_TUGAS YANG DIKERJAKAN_
- 1) Dalam bacaan tentang sejarah Kementerian Agama di bawah, dokumen kenegaraan apa saja yang disebut mencerminkan semangat keagamaan dalam kehidupan bernegara?
- 2) Lanjutkan bacaan tentang sejarah Kementerian Agama di bawah, mulai dari kalimat sesudah kalimat terakhirnya.

_BACAAN SUMBER_
/---

Sabtu, 11 Mei 2013

SEJARAH




KEMENTERIAN AGAMA DALAM LINTAS SEJARAH

A. Pendahuluan
Bangsa Indonesia adalah bangsa yang religius. Hal tersebut terlihat dengan baik dalam kehidupan bermasyarakat maupun dalam kehidupan bernegara. Di lingkungan masyarakat dapat dilihat dengan terus meningkatnya semarak kegiatan keagamaan baik dalam bentuk ritual, maupun dalam bentuk sosial keagamaan.
Semangat keagamaan tersebut, tercermin pula dalam kehidupan bernegara yang dapat dijumpai dalam dokumen- dokumen kenegaraan tentang falsafah negara Pancasila, UUD 1945, GBHN, dan memberi jiwa dan warna dalam pidato- pidato kenegaraan.
Dalam pelaksanaan pembangunan nasional semangat keagamaan tersebut menjadi lebih kuat dengan ditetapkannya asas keimanan dan ketaqwaan terhadap Tuhan yang Maha Esa sebagai salah satu asas pembangunan. Hal ini berarti bahwa segala usaha dan kegiatan pembangunan nasional dijiwai, digerakkan dan dikendalikan oleh keimanan dan ketaqwaan terhadap Tuhan Yang Maha Esa sebagai nilai luhur yang menjadi landasan spiritual, moral dan etik pembangunan.

B. Sejarah Kementerian Agama
1.  Era Kerajaan- kerajaan
Dalam struktur pemerintahan zaman raja- raja dan kesultanan di Indonesia, urusan agama menjadi bagian yang tak terpisahkan dari peran raja/sultan dan pejabat pemerintah lainnya. Sementara di tingkat kabupaten sampai tingkat desa terdapat jabatan mufti, qodhi, penghulu, modin (lebai,kayim) dan jabatan agama lainnya. Jelaslah bahwa instansi agama sejak pemerintahan para raja/sultan telah berakar dalam budaya bangsa Indonesia.

\---

_BLOK DATA_
/---

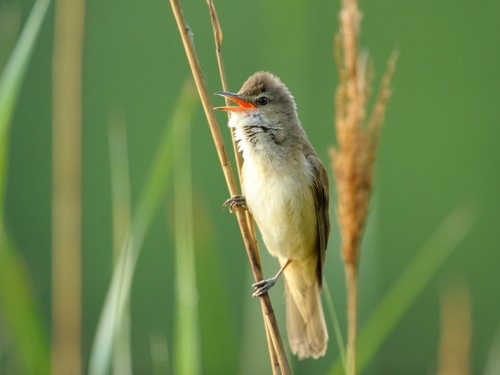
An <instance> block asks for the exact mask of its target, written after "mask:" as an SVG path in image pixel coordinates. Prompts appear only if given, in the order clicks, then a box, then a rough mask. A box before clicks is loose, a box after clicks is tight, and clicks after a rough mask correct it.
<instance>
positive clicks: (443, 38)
mask: <svg viewBox="0 0 500 375" xmlns="http://www.w3.org/2000/svg"><path fill="white" fill-rule="evenodd" d="M33 3H34V2H33V1H31V0H0V66H1V67H2V70H3V67H4V66H5V63H6V61H7V59H8V57H9V55H10V54H11V52H12V49H13V46H14V45H15V42H16V40H17V38H18V36H19V32H20V30H21V28H22V26H23V25H24V23H25V21H26V19H27V16H28V14H29V12H30V10H31V8H32V6H33ZM182 5H183V8H184V15H185V17H186V18H187V20H188V22H189V25H190V27H191V29H192V31H193V34H194V41H195V44H196V48H197V52H198V55H199V58H200V60H201V64H202V69H203V71H204V73H205V79H206V83H207V85H208V88H209V91H210V92H214V91H217V90H220V89H221V84H220V83H219V78H218V74H217V65H216V60H215V54H214V46H213V37H212V31H211V26H210V19H209V16H208V9H207V6H206V4H205V3H204V1H184V2H182ZM216 5H217V10H218V13H219V17H220V22H221V25H222V29H223V32H224V44H223V53H224V59H225V65H226V71H227V76H228V81H229V86H230V88H231V90H233V91H237V90H238V89H239V87H240V85H241V84H242V83H243V81H244V80H245V79H246V78H247V77H248V76H249V75H250V74H252V73H253V72H255V71H257V70H269V71H271V72H273V73H275V74H276V75H278V76H280V77H281V78H282V80H283V81H284V82H285V83H286V84H287V85H288V86H289V88H290V90H291V91H292V93H293V94H294V96H295V98H296V101H297V104H298V109H299V114H300V119H301V121H302V123H303V125H304V127H305V129H306V131H307V133H308V135H309V138H310V140H311V142H312V144H313V145H314V146H315V148H316V150H317V151H318V153H319V154H320V156H321V158H322V159H323V160H324V161H325V163H326V164H329V163H328V158H327V150H328V148H329V147H330V146H332V145H333V144H335V137H334V127H333V116H334V108H333V94H334V90H335V86H336V82H337V76H336V68H335V64H334V59H333V36H334V34H335V32H336V31H337V29H338V21H337V12H338V8H339V4H338V2H336V1H331V2H314V3H313V2H310V3H305V2H283V1H263V0H254V1H251V2H249V1H232V2H223V1H220V2H217V3H216ZM360 5H361V9H362V11H363V13H364V18H363V24H362V38H361V42H362V47H367V48H368V49H369V51H370V54H371V56H372V58H373V61H374V64H375V67H376V72H377V78H376V79H375V84H378V82H379V79H380V76H381V73H382V72H383V71H384V69H385V64H386V61H387V58H388V56H389V55H390V53H391V52H392V51H393V50H394V49H398V50H399V51H400V58H399V61H398V64H397V69H396V73H395V76H394V79H393V82H392V87H393V96H392V98H391V100H390V103H389V109H388V112H387V116H386V121H385V124H384V127H383V131H382V137H381V143H380V152H379V157H378V161H377V168H376V186H375V193H374V197H373V209H372V212H371V214H370V219H369V223H368V226H367V235H366V237H365V240H364V242H363V249H362V261H361V271H360V272H361V281H360V289H361V291H360V293H361V296H360V324H361V325H362V324H363V322H364V321H365V320H366V319H367V317H368V316H369V315H370V313H371V312H372V311H373V310H374V308H375V306H376V305H377V303H378V301H379V300H380V298H381V297H382V296H383V295H384V293H385V292H386V291H387V290H388V288H389V287H390V286H391V285H392V284H393V283H394V281H395V280H396V279H397V277H398V276H399V275H400V273H401V272H402V270H403V269H404V267H405V266H406V265H407V264H409V263H410V262H411V259H412V258H413V256H414V254H415V253H416V252H417V251H418V250H419V249H420V248H421V247H422V246H423V245H424V243H425V242H426V241H427V240H428V239H429V238H430V237H431V236H432V234H433V233H434V232H435V230H436V228H438V227H439V225H440V224H441V223H442V222H443V220H444V219H445V217H446V216H447V215H448V214H449V213H450V212H451V211H452V210H453V209H454V208H455V207H456V206H457V205H465V206H467V207H469V208H470V212H471V215H475V216H476V217H477V220H476V223H475V225H474V227H473V229H472V231H471V233H470V234H469V235H468V236H467V237H466V238H465V239H464V241H463V242H461V243H460V244H459V246H458V247H457V249H456V250H455V251H454V253H453V254H452V255H451V256H450V257H449V259H448V260H447V262H446V264H445V265H444V266H443V267H442V268H440V269H439V272H438V274H437V275H436V276H435V277H433V278H432V281H431V282H430V283H429V284H428V285H427V286H426V288H425V289H424V291H423V293H421V294H420V295H419V296H418V298H417V299H415V301H414V302H413V304H412V306H411V308H410V309H409V312H408V313H407V314H406V315H405V316H404V317H403V319H402V320H401V321H400V322H399V323H398V324H397V325H396V327H395V329H394V331H393V332H391V334H390V335H389V337H388V339H387V340H386V341H385V342H384V344H383V346H382V347H381V349H380V351H379V352H378V353H377V355H376V356H375V359H374V360H372V361H371V362H370V364H369V365H368V367H367V368H366V370H365V371H364V373H365V374H423V373H433V372H434V371H435V369H436V366H437V356H438V344H439V335H440V334H439V329H440V324H439V298H440V295H441V294H442V292H443V290H445V289H446V288H448V287H450V285H451V286H453V285H455V284H458V285H466V286H467V289H468V291H469V293H470V298H471V310H472V319H473V323H472V325H473V336H472V342H471V353H470V354H471V374H490V375H491V374H493V373H494V372H492V371H495V370H491V369H492V368H494V367H492V366H493V365H492V363H493V362H494V361H497V362H498V356H500V349H498V345H499V344H496V349H495V340H496V342H497V343H498V342H499V340H500V324H499V323H500V298H499V294H498V286H499V283H500V279H499V271H498V269H499V267H500V241H499V240H498V233H499V225H500V197H499V195H500V194H499V193H500V173H499V172H500V166H499V164H500V146H499V141H500V122H499V120H500V89H499V87H500V70H499V66H500V48H499V40H500V27H499V25H498V20H499V19H500V2H498V1H494V0H485V1H482V2H479V3H478V2H476V3H474V2H470V1H465V0H459V1H455V2H448V3H446V2H436V1H431V0H424V1H419V2H404V1H396V0H383V1H376V2H375V1H371V2H369V1H363V2H361V4H360ZM86 8H87V10H86V22H85V45H84V61H83V72H82V73H83V139H82V142H83V250H82V251H83V257H82V270H83V291H82V293H83V294H82V298H83V311H82V313H83V322H82V324H83V337H82V350H83V352H82V358H83V363H84V365H85V369H86V366H87V364H88V359H89V354H90V349H91V345H92V340H93V337H94V334H95V330H96V325H97V322H98V319H99V315H100V313H101V309H102V305H103V301H104V298H105V295H106V291H107V289H108V286H109V282H110V277H111V272H112V221H111V189H110V167H109V146H108V133H109V125H110V122H111V120H112V119H113V118H116V117H117V116H118V118H121V119H122V121H123V122H124V124H125V126H126V130H127V137H128V158H129V162H130V180H131V194H132V201H134V202H135V200H136V198H137V196H138V193H139V191H140V189H141V187H142V185H143V182H144V180H145V178H146V174H147V171H148V168H149V166H150V165H151V163H152V160H153V157H154V155H155V152H156V149H157V147H158V146H159V139H160V137H161V134H162V132H163V128H164V126H165V123H166V122H167V119H168V118H169V115H170V114H171V112H172V111H173V107H174V104H175V102H176V98H177V97H178V95H179V92H180V91H181V87H182V85H183V82H184V81H185V80H186V78H187V77H189V76H190V71H189V68H188V66H187V61H186V57H185V53H184V50H183V48H182V45H181V42H180V38H179V34H178V31H177V27H176V25H175V21H174V18H173V16H172V13H171V10H170V6H169V3H168V1H158V0H154V1H151V2H140V1H128V0H121V1H117V0H108V1H94V0H90V1H88V2H87V5H86ZM53 33H54V6H53V5H52V6H51V8H50V9H49V13H48V17H47V19H46V20H45V23H44V26H43V29H42V32H41V34H40V36H39V40H38V42H37V45H36V48H35V51H34V55H33V56H32V60H31V62H30V64H29V69H28V71H27V76H26V79H25V82H24V84H23V86H22V91H21V95H20V99H19V102H18V104H17V107H16V109H15V113H14V117H13V121H12V124H11V131H10V138H9V155H8V157H9V159H8V176H7V179H8V180H7V181H8V183H7V191H6V209H5V210H6V213H5V222H6V226H7V229H8V231H9V232H10V235H11V236H12V237H13V239H14V240H15V242H16V243H17V245H18V247H19V250H20V254H21V256H22V258H23V259H24V261H25V262H26V267H27V270H28V273H29V276H30V278H31V286H32V288H33V292H34V295H35V297H36V300H37V301H38V302H39V303H40V306H41V314H42V321H43V323H44V324H45V325H46V328H47V332H50V324H51V321H50V308H51V307H50V306H51V305H50V300H51V284H50V283H51V178H52V177H51V173H52V168H51V144H52V139H51V62H52V51H53ZM377 87H378V86H377ZM213 102H214V105H219V104H221V103H222V99H221V98H218V97H213ZM218 116H219V120H220V124H221V127H223V128H224V129H223V134H224V136H225V139H226V145H227V146H228V147H229V133H228V131H226V129H225V126H224V124H225V123H226V118H225V117H224V114H218ZM191 142H192V153H191V159H192V178H193V204H194V234H195V236H194V249H195V264H196V278H197V284H198V291H197V293H198V298H199V299H198V305H197V306H198V309H199V310H198V313H199V329H200V340H201V341H200V346H199V348H200V353H201V361H202V362H201V368H202V373H204V374H235V373H239V374H256V373H269V364H268V361H269V359H268V354H267V349H266V344H265V335H264V329H263V325H262V318H261V314H260V308H259V304H258V302H257V301H256V300H253V299H251V298H250V294H251V288H250V283H251V282H252V278H251V274H250V272H249V267H248V263H247V260H246V254H245V251H244V247H243V244H242V241H241V238H240V236H239V230H238V228H237V225H236V221H235V219H234V217H233V216H232V215H230V214H229V213H228V212H227V211H226V210H223V209H221V203H222V202H223V201H224V200H225V199H226V198H227V197H228V192H227V188H226V186H225V183H224V180H223V176H222V173H221V171H220V167H219V163H218V159H217V156H216V153H215V150H214V147H213V142H212V139H211V136H210V133H209V130H208V127H207V124H206V121H205V118H204V116H203V113H202V110H201V106H200V105H198V108H197V111H196V113H195V116H194V118H193V124H192V130H191ZM231 156H232V154H231ZM327 169H328V171H329V174H330V176H331V175H332V173H331V168H330V167H329V165H328V166H327ZM331 194H332V197H333V198H332V207H331V217H332V220H333V221H334V223H335V224H334V225H333V228H332V229H333V230H332V236H331V240H330V243H329V247H328V252H327V259H326V266H325V277H326V280H327V282H328V285H329V286H330V290H331V294H332V297H333V300H334V303H335V305H336V310H337V313H338V315H339V319H340V324H341V327H343V330H344V331H345V313H344V310H345V291H344V290H345V287H344V276H343V270H342V264H341V259H340V254H339V241H340V240H339V237H338V230H337V227H336V220H335V216H334V205H335V201H336V199H335V193H334V184H332V190H331ZM164 195H165V199H164V202H163V203H162V205H161V207H160V209H159V211H158V212H159V214H158V215H157V216H156V217H155V220H154V222H153V223H152V226H151V228H150V230H149V231H148V234H147V237H146V239H145V243H144V246H143V250H142V253H141V255H140V258H139V262H138V265H137V270H136V274H135V278H134V282H133V287H132V294H131V321H130V329H131V331H130V332H131V340H132V353H133V355H132V362H133V368H134V373H137V374H149V373H160V372H159V371H160V370H158V368H156V371H155V370H154V369H155V365H154V361H153V360H152V355H151V347H152V342H156V341H158V340H159V341H160V342H166V343H167V347H168V351H169V353H170V358H171V359H172V356H173V355H172V346H173V344H172V338H173V335H174V334H175V329H176V327H175V324H174V318H173V316H174V309H175V303H174V301H175V290H176V279H175V277H174V264H175V257H174V250H173V249H174V229H173V223H174V222H175V215H174V214H173V204H174V202H173V198H172V186H171V184H170V185H169V188H168V189H167V190H166V191H165V194H164ZM457 230H458V229H457ZM262 253H263V258H264V272H265V274H266V275H271V274H273V273H274V272H275V271H276V270H277V262H275V261H274V260H272V259H270V258H269V257H268V256H267V254H265V250H264V248H263V247H262ZM282 288H283V286H282V282H281V283H279V285H278V287H276V288H275V289H274V290H273V291H272V292H271V298H272V300H273V302H274V307H275V309H276V314H277V318H278V321H279V323H280V326H281V327H282V328H283V333H284V310H283V306H282V305H283V299H282V294H283V289H282ZM1 317H2V314H1V311H0V318H1ZM329 330H330V337H331V338H330V345H329V348H328V352H327V356H326V357H325V358H322V359H320V360H317V361H312V360H309V361H305V362H298V361H296V360H293V367H294V372H295V373H297V374H313V373H314V374H316V373H318V374H321V373H325V372H326V371H328V370H329V369H330V368H331V366H332V364H333V363H334V361H336V360H337V359H338V348H337V346H336V343H335V340H334V337H333V331H332V328H331V325H330V326H329ZM14 339H15V338H13V337H11V336H10V333H9V327H8V325H6V324H5V322H3V321H0V372H1V373H4V371H7V370H9V371H10V370H12V369H13V368H14V369H15V368H17V366H16V365H13V363H14V362H15V355H14V353H13V351H14V350H13V348H12V345H11V343H12V341H13V340H14ZM174 350H175V349H174ZM495 350H496V351H495ZM290 358H291V357H290ZM168 366H170V365H167V367H168ZM496 370H497V371H500V370H499V369H498V367H496ZM84 371H86V370H84ZM5 373H8V372H5ZM497 373H498V372H497Z"/></svg>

\---

_JAWABAN LATIHAN_
- 1) Dokumen tentang falsafah negara Pancasila, UUD 1945, dan GBHN.

- 2)
Secara historis benang merah nafas keagamaan tersebut dapat ditelusuri sejak abad V Masehi, dengan berdirinya kerajaan Kutai yang bercorak Hindu di Kalimantan dan melekat pada kerajaan- kerajaan di pulau Jawa, antara lain kerajaan Tarumanegara di Jawa Barat, dan kerajaan Purnawarman di Jawa Tengah.
Pada abad VIII corak agama Budha menjadi salah satu ciri kerajaan Sriwijaya yang pengaruhnya cukup luas sampai ke Sri Lanka, Thailand dan India. Pada masa Kerajaan Sriwijaya, candi Borobudur dibangun sebagai lambang kejayaan agama Budha. Pemerintah kerajaan Sriwijaya juga membangun sekolah tinggi agama Budha di Palembang yang menjadi pusat studi agama Budha se-Asia Tenggara pada masa itu. Bahkan beberapa siswa dari Tiongkok yang ingin memperdalam agama Budha lebih dahulu beberapa tahun membekali pengetahuan awal di Palembang sebelum melanjutkannya ke India.
 Menurut salah satu sumber Islam mulai memasuki Indonesia sejak abad VII melalui para pedagang Arab yang telah lama berhubungan dagang dengan kepulauan Indonesia tidak lama setelah Islam berkembang di jazirah Arab. Agama Islam tersiar secara hampir merata di seluruh kepulauan nusantara seiring dengan berdirinya kerajaan-kerajaan Islam seperti Perlak dan Samudera Pasai di Aceh, kerajaan Demak, Pajang dan Mataram di Jawa Tengah, kerajaan Cirebon dan Banten di Jawa Barat, kerajaan Goa di Sulawesi Selatan, kerajaan Tidore dan Ternate di Maluku, keraj aan Banjar di Kalimantan, dan lain-lain.

2.  Era Penjajahan Belanda
Dalam sejarah perjuangan bangsa Indonesia menentang penjajahan Belanda banyak raja dan kalangan bangsawan yang bangkit menentang penjajah. Mereka tercatat sebagai pahlawan bangsa, seperti Sultan Iskandar Muda, Teuku Cik Di Tiro, Teuku Umar, Cut Nyak Dien, Panglima Polim, Sultan Agung Mataram, Imam Bonjol, Pangeran Diponegoro, Sultan Agung Tirtayasa, Sultan Hasanuddin, Sultan Goa, Sultan Ternate, Pangeran Antasari, dan lain-lain.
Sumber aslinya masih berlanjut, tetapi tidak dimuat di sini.